→ **Short task**
Reproduce the line that holds "Would you please tag the dense" together with all the lines after it up to the end of the entries.

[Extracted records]

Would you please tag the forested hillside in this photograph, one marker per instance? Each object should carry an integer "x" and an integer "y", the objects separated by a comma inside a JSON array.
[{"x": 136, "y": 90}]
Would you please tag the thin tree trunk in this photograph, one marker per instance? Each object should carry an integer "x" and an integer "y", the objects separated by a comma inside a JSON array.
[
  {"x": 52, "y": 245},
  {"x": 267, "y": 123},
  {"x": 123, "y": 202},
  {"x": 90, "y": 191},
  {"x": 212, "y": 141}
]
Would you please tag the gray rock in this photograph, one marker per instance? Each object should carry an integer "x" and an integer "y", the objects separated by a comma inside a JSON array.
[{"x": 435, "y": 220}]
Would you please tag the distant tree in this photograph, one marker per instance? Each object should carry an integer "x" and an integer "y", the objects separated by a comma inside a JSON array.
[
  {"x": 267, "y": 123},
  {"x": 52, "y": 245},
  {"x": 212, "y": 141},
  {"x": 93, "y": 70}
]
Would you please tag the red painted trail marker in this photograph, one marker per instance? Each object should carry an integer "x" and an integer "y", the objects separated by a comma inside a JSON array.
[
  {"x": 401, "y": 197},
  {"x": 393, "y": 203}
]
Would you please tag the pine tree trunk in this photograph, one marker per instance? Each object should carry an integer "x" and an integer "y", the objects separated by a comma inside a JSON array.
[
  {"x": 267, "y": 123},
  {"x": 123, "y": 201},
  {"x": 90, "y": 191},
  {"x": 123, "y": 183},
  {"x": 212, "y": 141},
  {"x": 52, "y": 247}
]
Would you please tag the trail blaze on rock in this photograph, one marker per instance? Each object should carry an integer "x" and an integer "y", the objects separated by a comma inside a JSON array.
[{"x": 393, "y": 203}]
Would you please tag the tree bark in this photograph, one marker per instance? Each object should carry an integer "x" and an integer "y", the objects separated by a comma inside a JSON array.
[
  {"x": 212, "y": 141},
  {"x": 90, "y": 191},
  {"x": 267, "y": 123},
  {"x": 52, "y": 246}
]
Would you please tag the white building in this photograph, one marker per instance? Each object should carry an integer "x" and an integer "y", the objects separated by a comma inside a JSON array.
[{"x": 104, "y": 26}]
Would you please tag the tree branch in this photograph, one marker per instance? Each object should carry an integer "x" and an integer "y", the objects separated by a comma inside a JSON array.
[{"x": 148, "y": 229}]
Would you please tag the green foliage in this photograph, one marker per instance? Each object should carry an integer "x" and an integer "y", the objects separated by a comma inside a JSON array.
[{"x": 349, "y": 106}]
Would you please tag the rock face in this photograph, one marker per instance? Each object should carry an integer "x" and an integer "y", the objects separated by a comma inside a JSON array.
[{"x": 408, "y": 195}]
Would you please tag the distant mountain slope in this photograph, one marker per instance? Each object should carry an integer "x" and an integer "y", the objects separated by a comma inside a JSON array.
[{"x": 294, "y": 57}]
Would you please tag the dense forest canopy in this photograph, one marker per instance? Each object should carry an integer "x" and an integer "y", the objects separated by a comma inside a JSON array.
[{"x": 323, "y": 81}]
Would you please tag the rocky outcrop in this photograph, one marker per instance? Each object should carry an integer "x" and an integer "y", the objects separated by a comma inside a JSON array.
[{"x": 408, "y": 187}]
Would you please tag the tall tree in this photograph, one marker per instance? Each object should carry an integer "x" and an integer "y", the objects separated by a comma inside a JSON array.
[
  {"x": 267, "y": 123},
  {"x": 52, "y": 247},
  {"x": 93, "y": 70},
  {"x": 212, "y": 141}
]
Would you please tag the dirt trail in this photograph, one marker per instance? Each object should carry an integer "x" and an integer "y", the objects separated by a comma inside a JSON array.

→ **Answer**
Would you please tag the dense forest canopy in this photograph, one marker per instance? Each object should carry an integer "x" and an integer "y", the objects separated by a comma inside a JSON array.
[{"x": 323, "y": 81}]
Would you please tag the rocky outcrop in this photograph, one marker per instance? Each object should carry an integer "x" and an integer "y", the objects separated by a comma inside a JSON array.
[{"x": 408, "y": 187}]
Would you please tag the tall tree in this photograph, one marker per instance? Each object should carry an integer "x" and an integer "y", the objects separated by a comma inside a JSON array.
[
  {"x": 267, "y": 123},
  {"x": 52, "y": 247},
  {"x": 93, "y": 70},
  {"x": 212, "y": 141}
]
Would you please tag the dirt trail in this photograph, one marker per instance? Each object should carry an integer "x" and an integer "y", the objects separated by a comma inside a JSON array.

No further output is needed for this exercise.